[Records contained in a dataset]
--- --- ---

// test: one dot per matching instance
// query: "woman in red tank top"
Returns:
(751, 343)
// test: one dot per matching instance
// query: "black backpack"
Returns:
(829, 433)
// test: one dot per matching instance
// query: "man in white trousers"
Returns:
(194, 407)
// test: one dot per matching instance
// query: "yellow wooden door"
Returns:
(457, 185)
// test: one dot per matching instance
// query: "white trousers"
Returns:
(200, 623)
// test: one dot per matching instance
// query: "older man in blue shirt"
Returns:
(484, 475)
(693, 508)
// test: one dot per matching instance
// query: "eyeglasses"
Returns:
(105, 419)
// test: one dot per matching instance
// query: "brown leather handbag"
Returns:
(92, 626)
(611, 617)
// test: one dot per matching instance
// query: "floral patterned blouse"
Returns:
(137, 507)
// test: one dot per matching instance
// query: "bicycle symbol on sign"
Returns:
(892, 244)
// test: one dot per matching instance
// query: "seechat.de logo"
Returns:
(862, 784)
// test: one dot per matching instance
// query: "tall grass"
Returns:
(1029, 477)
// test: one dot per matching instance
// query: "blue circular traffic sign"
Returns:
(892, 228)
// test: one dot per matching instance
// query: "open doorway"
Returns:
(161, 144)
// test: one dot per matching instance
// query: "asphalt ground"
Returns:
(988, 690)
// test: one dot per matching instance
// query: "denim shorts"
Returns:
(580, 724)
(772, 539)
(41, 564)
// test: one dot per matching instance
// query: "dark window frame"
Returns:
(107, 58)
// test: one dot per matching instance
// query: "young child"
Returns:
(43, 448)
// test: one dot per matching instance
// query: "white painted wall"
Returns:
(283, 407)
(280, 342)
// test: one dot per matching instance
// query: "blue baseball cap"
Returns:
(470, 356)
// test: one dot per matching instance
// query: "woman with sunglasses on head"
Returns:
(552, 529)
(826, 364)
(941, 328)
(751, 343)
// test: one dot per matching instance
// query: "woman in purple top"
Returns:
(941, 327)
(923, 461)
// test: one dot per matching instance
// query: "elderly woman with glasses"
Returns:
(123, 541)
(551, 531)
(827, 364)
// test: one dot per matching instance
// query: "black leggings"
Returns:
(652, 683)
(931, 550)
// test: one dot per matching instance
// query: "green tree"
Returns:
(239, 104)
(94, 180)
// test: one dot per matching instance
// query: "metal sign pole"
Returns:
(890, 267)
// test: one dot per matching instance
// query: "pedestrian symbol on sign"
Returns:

--- --- ---

* Exercise requirements
Transcribe the records above exactly as they appear.

* Completed exercise
// test: one dot per matching instance
// query: "woman in red tank top"
Returns:
(751, 343)
// test: one dot per matching instance
// query: "black backpack"
Returns:
(829, 433)
// test: one dot per matching instance
// query: "man in white trousers"
Returns:
(194, 407)
// test: one dot per matching instance
// query: "yellow wooden door"
Returns:
(457, 185)
// test: one dot per matching instance
// query: "white trousers"
Returns:
(200, 623)
// test: one dot per matching instance
// query: "older man in blue shirt"
Returns:
(484, 475)
(693, 508)
// test: one dot per matching instance
// query: "eyeglasses"
Returns:
(105, 419)
// test: one dot per matching instance
// query: "brown leather handbag"
Returns:
(92, 626)
(611, 617)
// test: one dot per matching instance
// query: "floral patterned blouse"
Returns:
(137, 507)
// test: one dot per matching instance
// query: "bicycle symbol on sign"
Returns:
(892, 244)
// test: one dot per matching instance
// query: "seechat.de logo"
Returns:
(862, 784)
// test: one dot per matching instance
// query: "tall grass"
Returns:
(1029, 477)
// test: one dot per matching instance
// query: "blue circular traffic sign"
Returns:
(892, 228)
// test: one dot per matching instance
// query: "open doorway"
Returns:
(161, 144)
// test: one dot per matching instance
// query: "asphalt ground"
Returns:
(988, 690)
// test: one dot per matching instance
// query: "denim shorts"
Returns:
(580, 724)
(772, 539)
(41, 564)
// test: one dot per matching instance
// query: "dark window frame"
Returns:
(107, 58)
// test: one dot per matching instance
// query: "young child"
Returns:
(43, 448)
// test: one dot per matching instance
// query: "white painted wall"
Returns:
(283, 407)
(280, 342)
// test: one dot per matching instance
// query: "blue baseball cap"
Returns:
(470, 356)
// test: one dot per matching instance
// query: "woman with sunglasses on head"
Returns:
(552, 529)
(826, 364)
(941, 328)
(751, 343)
// test: one dot per matching instance
// query: "woman in purple top"
Returns:
(941, 327)
(923, 461)
// test: one dot per matching instance
// query: "elderly woman with glasses"
Returns:
(123, 541)
(551, 531)
(827, 364)
// test: one dot per matching instance
// query: "black leggings"
Returns:
(652, 683)
(931, 550)
// test: one dot per matching instance
// query: "green tree"
Returns:
(239, 104)
(94, 180)
// test: one dot per matching instance
// query: "metal sign pole"
Returns:
(890, 267)
// test: one dot per matching instance
// query: "pedestrian symbol on sign"
Returns:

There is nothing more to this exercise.